▶ TASK TO COMPLETE:
Please rewrite the records from the line containing "If you would be willing to mark the bride's" through the end of the records as a numbered list, leaving out any blank lines.

▶ SUPPLIED INFORMATION:
──────────────────────────────

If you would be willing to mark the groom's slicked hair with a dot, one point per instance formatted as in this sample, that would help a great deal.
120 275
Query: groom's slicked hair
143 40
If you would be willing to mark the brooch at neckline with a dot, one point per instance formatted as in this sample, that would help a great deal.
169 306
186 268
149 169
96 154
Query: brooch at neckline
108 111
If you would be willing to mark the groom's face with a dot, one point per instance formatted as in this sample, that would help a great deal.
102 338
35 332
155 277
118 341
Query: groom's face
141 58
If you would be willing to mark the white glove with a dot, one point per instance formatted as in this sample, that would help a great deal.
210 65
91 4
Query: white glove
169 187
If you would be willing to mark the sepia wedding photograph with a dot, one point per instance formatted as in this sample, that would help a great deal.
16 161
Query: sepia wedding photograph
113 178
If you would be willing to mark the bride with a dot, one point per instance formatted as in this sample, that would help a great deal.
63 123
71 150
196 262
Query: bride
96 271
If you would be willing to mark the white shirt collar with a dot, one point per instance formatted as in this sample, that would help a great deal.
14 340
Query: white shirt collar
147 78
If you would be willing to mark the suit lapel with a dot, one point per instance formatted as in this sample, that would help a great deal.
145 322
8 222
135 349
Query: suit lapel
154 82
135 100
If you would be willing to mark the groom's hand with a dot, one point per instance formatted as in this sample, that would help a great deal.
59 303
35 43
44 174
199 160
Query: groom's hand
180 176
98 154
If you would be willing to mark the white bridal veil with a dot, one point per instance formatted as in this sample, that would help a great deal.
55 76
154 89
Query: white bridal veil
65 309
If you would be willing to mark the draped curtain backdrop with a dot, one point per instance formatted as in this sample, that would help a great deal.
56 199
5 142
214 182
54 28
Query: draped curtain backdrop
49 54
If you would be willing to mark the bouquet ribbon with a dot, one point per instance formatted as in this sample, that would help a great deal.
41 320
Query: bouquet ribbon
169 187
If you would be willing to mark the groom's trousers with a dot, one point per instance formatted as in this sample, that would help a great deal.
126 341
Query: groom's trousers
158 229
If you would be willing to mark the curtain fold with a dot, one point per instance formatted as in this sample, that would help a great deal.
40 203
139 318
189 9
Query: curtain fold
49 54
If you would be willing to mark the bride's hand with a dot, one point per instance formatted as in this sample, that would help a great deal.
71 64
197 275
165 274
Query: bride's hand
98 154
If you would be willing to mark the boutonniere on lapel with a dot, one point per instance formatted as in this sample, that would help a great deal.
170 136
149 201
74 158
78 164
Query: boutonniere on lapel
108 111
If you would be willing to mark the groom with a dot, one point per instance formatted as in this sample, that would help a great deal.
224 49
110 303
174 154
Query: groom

──────────────────────────────

▶ FINAL ANSWER:
1. If you would be willing to mark the bride's hand with a dot, one point per instance formatted as in this sample, that would help a great deal.
2. 71 64
3. 197 275
4. 165 274
5. Query: bride's hand
6. 98 154
7. If you would be willing to mark the boutonniere on lapel with a dot, one point per instance formatted as in this sample, that would help a great deal.
8. 170 136
9. 149 201
10. 74 158
11. 78 164
12. Query: boutonniere on lapel
13. 108 111
14. If you would be willing to mark the groom with a dot, one point per instance formatted as in this sample, that would help a great deal.
15. 224 49
16. 110 303
17. 174 154
18. Query: groom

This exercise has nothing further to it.